What is needed is an exact copy of the line that contains "Then mark the" and of all later lines to the end of the records below, with no other lines.

[[ Given data open ]]

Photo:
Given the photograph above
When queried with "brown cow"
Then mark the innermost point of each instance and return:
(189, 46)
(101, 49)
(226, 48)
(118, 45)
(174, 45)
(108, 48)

[[ Given data closed ]]

### [The answer]
Then mark the innermost point of each instance and return:
(189, 46)
(101, 49)
(226, 48)
(118, 45)
(174, 45)
(108, 48)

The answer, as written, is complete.